Each line that follows is to be retyped exactly.

(Data items)
— start —

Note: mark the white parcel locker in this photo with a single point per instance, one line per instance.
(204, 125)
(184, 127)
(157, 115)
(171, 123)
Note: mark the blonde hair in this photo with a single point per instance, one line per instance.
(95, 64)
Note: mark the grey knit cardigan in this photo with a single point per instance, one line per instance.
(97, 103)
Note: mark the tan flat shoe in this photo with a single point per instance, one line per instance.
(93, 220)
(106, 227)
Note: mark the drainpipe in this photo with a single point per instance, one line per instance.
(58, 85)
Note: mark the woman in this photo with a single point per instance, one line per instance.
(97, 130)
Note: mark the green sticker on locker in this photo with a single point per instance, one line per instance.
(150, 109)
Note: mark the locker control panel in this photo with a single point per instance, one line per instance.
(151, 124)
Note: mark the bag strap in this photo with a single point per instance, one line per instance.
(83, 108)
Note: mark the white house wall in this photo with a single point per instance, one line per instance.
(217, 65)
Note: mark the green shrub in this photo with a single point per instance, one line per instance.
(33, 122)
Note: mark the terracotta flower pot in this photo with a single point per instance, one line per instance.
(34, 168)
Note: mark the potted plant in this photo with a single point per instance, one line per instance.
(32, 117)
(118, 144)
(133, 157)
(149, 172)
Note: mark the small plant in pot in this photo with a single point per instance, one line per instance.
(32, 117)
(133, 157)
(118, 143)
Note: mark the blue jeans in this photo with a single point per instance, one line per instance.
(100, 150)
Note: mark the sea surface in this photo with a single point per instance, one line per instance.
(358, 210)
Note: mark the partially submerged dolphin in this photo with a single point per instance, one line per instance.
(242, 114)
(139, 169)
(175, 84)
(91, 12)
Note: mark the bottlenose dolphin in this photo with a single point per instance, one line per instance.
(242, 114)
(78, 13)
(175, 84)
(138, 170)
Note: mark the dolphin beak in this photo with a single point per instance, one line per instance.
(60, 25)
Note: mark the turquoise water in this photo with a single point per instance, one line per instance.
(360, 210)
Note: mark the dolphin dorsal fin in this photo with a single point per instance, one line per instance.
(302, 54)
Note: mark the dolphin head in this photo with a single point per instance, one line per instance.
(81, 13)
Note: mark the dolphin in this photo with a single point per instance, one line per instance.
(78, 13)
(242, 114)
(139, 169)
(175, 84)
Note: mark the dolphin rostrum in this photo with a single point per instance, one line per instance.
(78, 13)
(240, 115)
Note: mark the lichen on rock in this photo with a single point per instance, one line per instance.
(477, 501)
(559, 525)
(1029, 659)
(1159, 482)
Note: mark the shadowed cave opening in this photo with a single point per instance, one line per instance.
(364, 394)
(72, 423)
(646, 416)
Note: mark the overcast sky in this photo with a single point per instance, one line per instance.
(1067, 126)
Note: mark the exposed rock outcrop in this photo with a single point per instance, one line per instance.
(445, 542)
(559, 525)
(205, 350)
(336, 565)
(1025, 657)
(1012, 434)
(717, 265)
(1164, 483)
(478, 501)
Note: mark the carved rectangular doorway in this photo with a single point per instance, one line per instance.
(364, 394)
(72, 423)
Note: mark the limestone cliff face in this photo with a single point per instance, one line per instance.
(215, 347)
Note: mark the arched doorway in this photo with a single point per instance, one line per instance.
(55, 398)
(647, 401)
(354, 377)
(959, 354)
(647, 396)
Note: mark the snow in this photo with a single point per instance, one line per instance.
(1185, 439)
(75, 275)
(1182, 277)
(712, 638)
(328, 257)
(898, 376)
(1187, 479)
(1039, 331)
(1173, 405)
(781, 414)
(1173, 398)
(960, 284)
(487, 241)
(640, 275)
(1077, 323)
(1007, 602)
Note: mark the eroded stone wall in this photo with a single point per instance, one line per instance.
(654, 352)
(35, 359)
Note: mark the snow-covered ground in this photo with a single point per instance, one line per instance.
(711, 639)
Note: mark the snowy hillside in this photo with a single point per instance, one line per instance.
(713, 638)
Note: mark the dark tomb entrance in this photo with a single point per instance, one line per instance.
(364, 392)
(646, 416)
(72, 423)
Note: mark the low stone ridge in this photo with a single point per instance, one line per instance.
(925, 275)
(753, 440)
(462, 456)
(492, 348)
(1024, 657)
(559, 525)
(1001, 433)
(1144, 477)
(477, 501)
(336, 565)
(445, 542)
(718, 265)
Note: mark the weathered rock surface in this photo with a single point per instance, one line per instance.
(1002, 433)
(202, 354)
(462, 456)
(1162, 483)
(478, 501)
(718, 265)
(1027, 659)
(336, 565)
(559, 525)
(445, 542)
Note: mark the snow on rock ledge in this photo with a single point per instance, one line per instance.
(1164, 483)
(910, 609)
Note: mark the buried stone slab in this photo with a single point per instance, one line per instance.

— end —

**Written solution**
Note: mark the white parcel locker in this photo with a single point per instance, one line per instance.
(204, 125)
(184, 127)
(157, 115)
(171, 123)
Note: mark the blonde hair in this photo with a single point per instance, one line per instance.
(95, 64)
Note: mark the grey knit cardigan in this photo with a single point per instance, one line per instance.
(97, 103)
Note: mark the tan flat shoe in this photo with a single point per instance, one line per instance.
(93, 220)
(106, 227)
Note: mark the drainpipe in this photo with a single point per instance, one line per instance.
(58, 85)
Note: mark the woman in this photo with a single point per instance, one line per instance.
(97, 130)
Note: mark the green sticker on locker in this photo with a single point per instance, one line per instance.
(150, 109)
Note: mark the locker control panel in this photo with a single point per instance, one line per instance.
(151, 124)
Note: mark the bag strap in this photo with a single point per instance, one line per instance.
(83, 108)
Note: mark the white house wall in this photo with a single point per instance, one line per instance.
(217, 65)
Note: mark the green shrub in this photo with a single point per instance, one line per instance.
(33, 122)
Note: mark the terracotta flower pot in this photo with a single point per instance, one line per instance.
(34, 168)
Note: mark the potted plant in this photo with a single point per instance, one line per instance.
(32, 117)
(118, 144)
(133, 157)
(149, 172)
Note: mark the small plant in pot in this photo with a single point per instance, one line per instance.
(32, 117)
(133, 157)
(118, 143)
Note: mark the blue jeans in this photo with a single point per instance, one line per instance.
(100, 150)
Note: mark the sea surface in this photo with a single point per instance, one line per instance.
(358, 210)
Note: mark the partially submerged dolphin in this photo with a single point per instance, one line per instance.
(242, 114)
(139, 169)
(175, 84)
(91, 12)
Note: mark the bottlenose dolphin in this photo with a single point per instance, one line per instance.
(242, 114)
(78, 13)
(175, 84)
(138, 170)
Note: mark the dolphin beak in this photo with a single point per instance, one line per instance.
(60, 25)
Note: mark the turquoise water in this photo with a single point per instance, one line per instance.
(360, 210)
Note: mark the dolphin dorsal fin in this photo with a single point per instance, one line per instance.
(302, 54)
Note: mark the dolphin head in this photo with a single point per instance, one line per instance.
(81, 13)
Note: mark the dolphin in this photo with a single point per instance, one line per instance.
(78, 13)
(242, 114)
(139, 169)
(175, 84)
Note: mark the dolphin rostrum in this photo with a single point per instance, one line per instance.
(78, 13)
(240, 115)
Note: mark the lichen on rock in this photo with a single point per instance, one line per instance.
(477, 501)
(559, 525)
(1029, 659)
(1159, 482)
Note: mark the shadowed cave opening in this photo with a single point per instance, one line per instance.
(364, 394)
(72, 423)
(646, 416)
Note: mark the overcast sky in this photo with a single point per instance, one line per instance.
(1067, 126)
Note: mark the exposed rock outcrop in this photo with a single point per instance, one line per instance.
(445, 542)
(559, 525)
(205, 350)
(336, 565)
(1025, 657)
(1012, 434)
(717, 265)
(1164, 483)
(478, 501)
Note: mark the carved rectangular doorway in this photo with a single point per instance, one line per instance.
(364, 394)
(72, 423)
Note: mark the limestone cliff face in this photo with a single point per instance, one line per instance.
(215, 347)
Note: mark the arched doorway in this photo with a single point per instance, one line per instance.
(55, 398)
(647, 401)
(354, 377)
(959, 354)
(647, 396)
Note: mark the snow in this photo with a single point per instance, one line per instance.
(1185, 439)
(75, 275)
(1182, 277)
(712, 638)
(328, 257)
(898, 376)
(1187, 479)
(1039, 331)
(1173, 405)
(781, 414)
(1173, 398)
(960, 284)
(487, 241)
(640, 275)
(1077, 323)
(1007, 602)
Note: mark the eroded stone wall in this photo with a single point per instance, one line per instance.
(654, 352)
(35, 359)
Note: mark the snow-covered ground in this photo with a single point per instance, one line per instance.
(711, 639)
Note: mark the snowy hillside in this photo with a single point per instance, one line per instance.
(713, 638)
Note: mark the dark tomb entrance in this photo with a single point per instance, one line per instance.
(364, 392)
(646, 416)
(72, 423)
Note: mark the low stone ridge in this photo with a single point per instance, one line per instance.
(925, 275)
(753, 440)
(462, 456)
(492, 348)
(1024, 657)
(559, 525)
(1001, 433)
(1144, 477)
(477, 501)
(336, 565)
(445, 542)
(718, 265)
Note: mark the weathered rock surface in this photo with a single point per instance, one line per instance.
(1002, 433)
(202, 354)
(462, 456)
(1162, 483)
(478, 501)
(718, 265)
(1027, 659)
(336, 565)
(559, 525)
(445, 542)
Note: mark the snow on rock ledge in this photo with a single point per instance, one line per instance.
(1164, 483)
(910, 609)
Note: mark the buried stone slab in this photo with a single point per instance, one line per instance.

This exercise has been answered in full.